Take the line with "Note to the class: point to the red plastic" and every line after it in the entries below, and set them down exactly, without any pictures.

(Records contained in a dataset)
━━━━━━━━━━━━━━━━
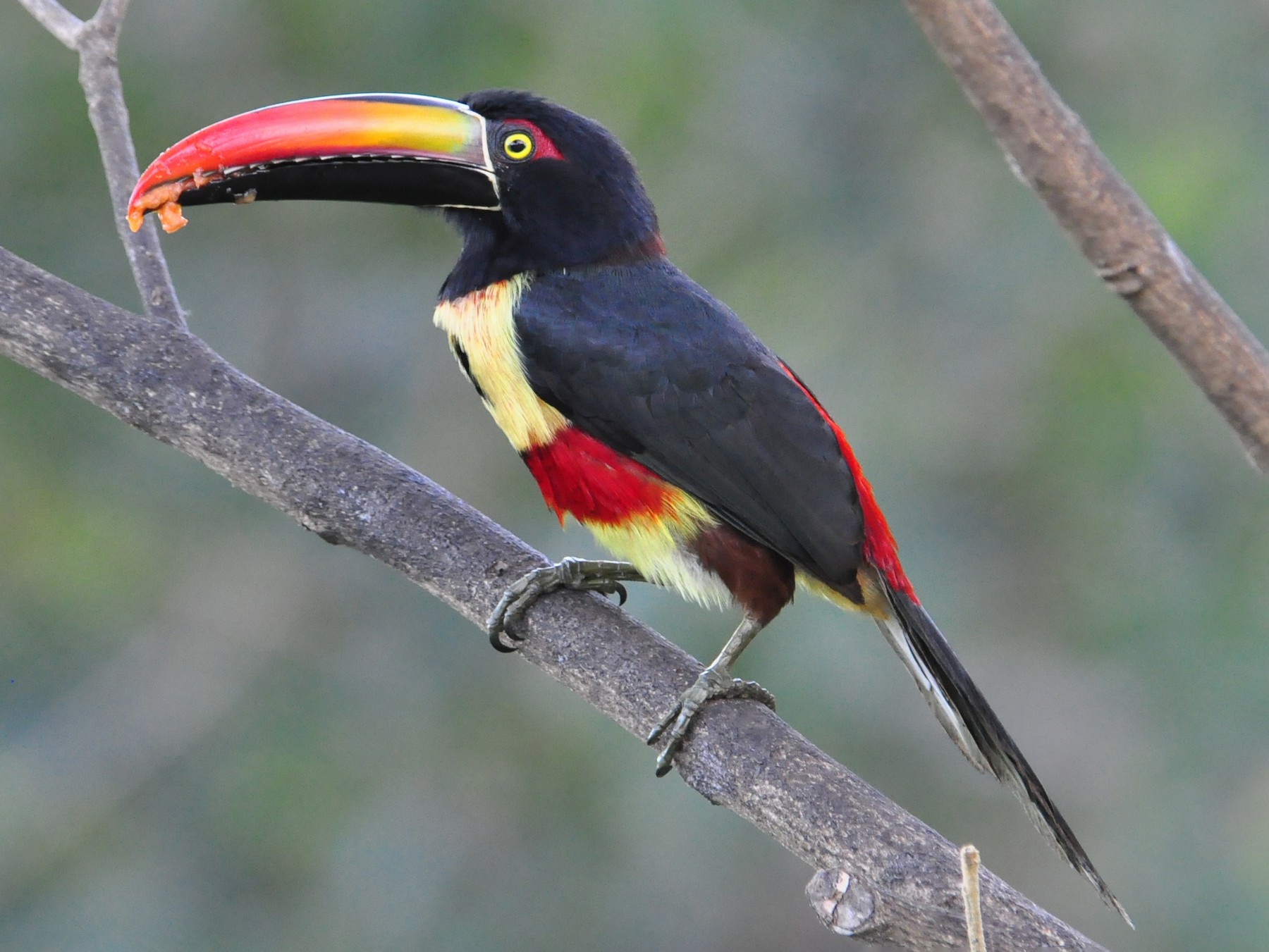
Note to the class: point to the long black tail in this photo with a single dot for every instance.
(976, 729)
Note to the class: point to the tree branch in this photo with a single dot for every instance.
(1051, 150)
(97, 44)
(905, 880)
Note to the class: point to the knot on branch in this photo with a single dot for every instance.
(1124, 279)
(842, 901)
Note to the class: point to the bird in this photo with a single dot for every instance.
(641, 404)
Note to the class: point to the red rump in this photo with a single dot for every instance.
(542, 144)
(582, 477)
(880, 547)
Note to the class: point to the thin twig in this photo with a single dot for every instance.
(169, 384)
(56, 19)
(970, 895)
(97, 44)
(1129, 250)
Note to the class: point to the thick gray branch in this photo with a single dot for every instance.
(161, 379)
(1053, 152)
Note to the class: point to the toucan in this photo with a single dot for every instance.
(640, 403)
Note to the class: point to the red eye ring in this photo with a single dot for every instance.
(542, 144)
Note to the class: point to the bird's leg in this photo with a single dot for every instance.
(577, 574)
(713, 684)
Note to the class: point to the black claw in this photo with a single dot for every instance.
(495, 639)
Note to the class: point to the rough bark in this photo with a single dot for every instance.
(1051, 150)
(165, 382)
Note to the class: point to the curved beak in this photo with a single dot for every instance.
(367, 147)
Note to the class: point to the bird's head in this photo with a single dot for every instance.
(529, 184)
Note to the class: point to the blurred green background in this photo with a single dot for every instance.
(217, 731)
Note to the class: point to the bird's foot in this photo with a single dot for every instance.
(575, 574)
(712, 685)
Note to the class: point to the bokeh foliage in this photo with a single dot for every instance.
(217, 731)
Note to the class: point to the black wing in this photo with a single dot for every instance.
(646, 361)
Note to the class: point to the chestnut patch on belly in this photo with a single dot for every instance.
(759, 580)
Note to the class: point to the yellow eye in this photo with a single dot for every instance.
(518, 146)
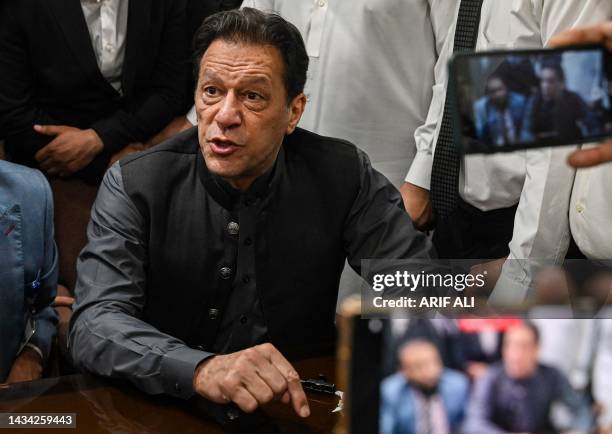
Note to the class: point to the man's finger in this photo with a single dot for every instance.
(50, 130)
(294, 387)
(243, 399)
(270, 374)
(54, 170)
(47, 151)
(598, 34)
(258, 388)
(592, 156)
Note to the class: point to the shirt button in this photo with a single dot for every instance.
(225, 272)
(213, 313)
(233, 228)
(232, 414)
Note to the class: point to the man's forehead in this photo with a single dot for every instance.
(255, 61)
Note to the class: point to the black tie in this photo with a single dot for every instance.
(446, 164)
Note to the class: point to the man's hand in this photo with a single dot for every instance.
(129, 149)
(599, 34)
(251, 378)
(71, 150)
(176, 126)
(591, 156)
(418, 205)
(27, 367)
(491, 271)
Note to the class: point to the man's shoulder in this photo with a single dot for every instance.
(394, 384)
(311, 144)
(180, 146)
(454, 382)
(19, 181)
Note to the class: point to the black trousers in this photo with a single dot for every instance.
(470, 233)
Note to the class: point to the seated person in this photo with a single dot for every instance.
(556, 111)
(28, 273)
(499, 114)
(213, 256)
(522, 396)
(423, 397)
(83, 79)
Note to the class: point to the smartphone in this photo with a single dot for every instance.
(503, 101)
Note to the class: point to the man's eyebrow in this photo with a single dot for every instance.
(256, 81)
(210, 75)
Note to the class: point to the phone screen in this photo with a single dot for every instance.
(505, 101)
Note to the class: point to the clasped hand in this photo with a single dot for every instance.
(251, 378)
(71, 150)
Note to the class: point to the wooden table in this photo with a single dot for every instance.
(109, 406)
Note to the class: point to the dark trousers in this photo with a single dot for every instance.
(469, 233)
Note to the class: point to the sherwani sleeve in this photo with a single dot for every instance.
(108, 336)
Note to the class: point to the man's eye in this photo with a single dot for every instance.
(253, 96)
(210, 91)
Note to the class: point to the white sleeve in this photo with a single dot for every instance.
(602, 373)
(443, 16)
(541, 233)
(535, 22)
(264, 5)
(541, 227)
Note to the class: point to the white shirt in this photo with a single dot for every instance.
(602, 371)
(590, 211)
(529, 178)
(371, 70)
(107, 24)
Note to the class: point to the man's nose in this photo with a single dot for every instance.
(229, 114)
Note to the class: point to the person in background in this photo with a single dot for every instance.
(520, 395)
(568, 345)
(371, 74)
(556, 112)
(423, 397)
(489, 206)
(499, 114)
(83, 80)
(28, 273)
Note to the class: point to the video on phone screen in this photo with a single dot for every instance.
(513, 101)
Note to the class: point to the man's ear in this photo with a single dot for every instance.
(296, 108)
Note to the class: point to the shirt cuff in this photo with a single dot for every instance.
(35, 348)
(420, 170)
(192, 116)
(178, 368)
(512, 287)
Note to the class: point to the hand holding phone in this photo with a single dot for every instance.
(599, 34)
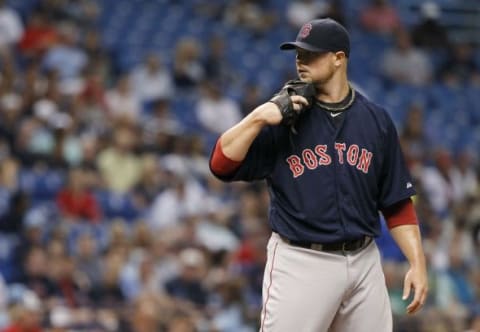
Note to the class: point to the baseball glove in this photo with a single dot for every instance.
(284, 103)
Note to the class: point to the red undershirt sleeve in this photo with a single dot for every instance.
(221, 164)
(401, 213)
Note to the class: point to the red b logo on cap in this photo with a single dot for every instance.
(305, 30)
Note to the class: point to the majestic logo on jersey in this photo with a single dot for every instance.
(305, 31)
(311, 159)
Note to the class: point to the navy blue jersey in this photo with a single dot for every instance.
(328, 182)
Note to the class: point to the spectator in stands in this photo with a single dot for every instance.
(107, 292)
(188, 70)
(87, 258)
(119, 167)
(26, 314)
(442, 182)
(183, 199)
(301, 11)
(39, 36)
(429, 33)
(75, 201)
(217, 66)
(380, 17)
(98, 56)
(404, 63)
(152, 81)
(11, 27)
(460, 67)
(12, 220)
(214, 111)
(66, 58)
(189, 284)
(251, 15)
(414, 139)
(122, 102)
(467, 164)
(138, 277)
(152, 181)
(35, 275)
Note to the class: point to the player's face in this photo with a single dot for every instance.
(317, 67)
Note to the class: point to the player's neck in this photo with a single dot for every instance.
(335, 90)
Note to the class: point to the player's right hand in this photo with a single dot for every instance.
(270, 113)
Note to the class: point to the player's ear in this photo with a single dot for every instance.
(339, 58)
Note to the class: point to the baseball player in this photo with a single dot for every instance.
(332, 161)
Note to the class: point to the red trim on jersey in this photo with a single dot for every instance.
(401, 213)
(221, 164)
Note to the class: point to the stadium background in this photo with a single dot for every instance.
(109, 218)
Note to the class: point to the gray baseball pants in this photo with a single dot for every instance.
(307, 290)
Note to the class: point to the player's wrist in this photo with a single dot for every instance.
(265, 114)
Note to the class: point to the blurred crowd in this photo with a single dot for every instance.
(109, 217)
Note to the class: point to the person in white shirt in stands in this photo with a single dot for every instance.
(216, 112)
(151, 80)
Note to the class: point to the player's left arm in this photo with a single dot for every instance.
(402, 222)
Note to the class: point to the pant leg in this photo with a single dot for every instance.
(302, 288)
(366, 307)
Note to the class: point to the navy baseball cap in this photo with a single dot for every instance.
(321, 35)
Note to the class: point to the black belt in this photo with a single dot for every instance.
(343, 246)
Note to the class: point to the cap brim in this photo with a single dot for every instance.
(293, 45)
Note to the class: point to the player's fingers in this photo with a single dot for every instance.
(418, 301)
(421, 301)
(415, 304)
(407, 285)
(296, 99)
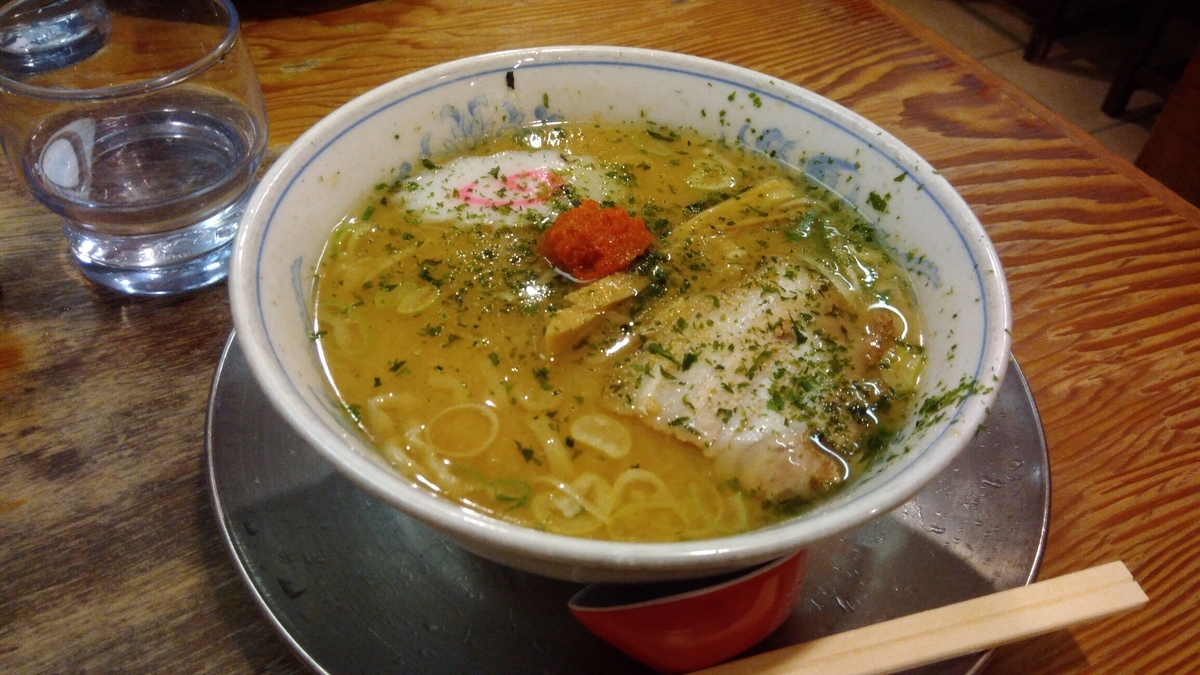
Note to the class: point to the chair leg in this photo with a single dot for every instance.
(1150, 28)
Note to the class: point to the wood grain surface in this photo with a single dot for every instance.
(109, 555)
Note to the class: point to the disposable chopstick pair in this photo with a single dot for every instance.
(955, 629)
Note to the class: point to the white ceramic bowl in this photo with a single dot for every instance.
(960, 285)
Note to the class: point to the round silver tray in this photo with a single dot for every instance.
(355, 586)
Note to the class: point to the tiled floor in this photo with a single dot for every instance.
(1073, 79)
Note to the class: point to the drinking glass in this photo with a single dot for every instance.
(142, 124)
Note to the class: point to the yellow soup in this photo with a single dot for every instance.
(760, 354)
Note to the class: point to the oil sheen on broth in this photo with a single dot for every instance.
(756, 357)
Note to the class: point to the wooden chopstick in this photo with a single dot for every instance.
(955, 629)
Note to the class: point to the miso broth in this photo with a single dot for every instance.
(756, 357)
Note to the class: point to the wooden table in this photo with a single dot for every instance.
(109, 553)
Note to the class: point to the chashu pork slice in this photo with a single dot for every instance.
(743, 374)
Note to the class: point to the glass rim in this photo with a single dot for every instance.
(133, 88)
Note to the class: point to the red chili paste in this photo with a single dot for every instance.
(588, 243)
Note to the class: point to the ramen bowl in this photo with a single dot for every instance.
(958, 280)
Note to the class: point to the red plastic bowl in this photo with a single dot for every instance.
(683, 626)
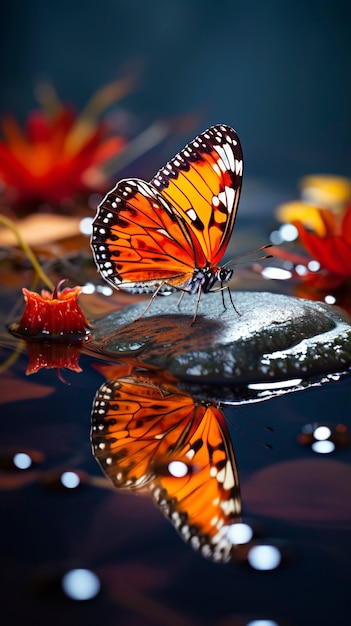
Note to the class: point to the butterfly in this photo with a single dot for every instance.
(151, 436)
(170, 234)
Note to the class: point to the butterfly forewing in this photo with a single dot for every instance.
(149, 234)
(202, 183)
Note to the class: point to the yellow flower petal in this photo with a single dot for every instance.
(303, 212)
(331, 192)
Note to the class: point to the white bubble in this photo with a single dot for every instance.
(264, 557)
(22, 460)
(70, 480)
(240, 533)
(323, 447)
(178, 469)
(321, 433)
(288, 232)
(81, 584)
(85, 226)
━━━━━━━━━━━━━━━━
Your response:
Note to the class: point to the red plastic bowl in this photo with a single dot for every instance.
(683, 626)
Note to the class: point to the butterfly in this photo with a single dot for every instance.
(151, 436)
(170, 234)
Note to the class: point to the butterfly forewing in this photo with a single dot for every instance.
(149, 234)
(202, 183)
Note to the class: point to the yellow flower petal in this photo with a single dot for every instance.
(303, 212)
(331, 192)
Note to the class: point to the white bubble in this photo with a single dot for every instance.
(264, 557)
(22, 460)
(70, 480)
(240, 533)
(323, 447)
(178, 469)
(321, 433)
(288, 232)
(81, 584)
(85, 226)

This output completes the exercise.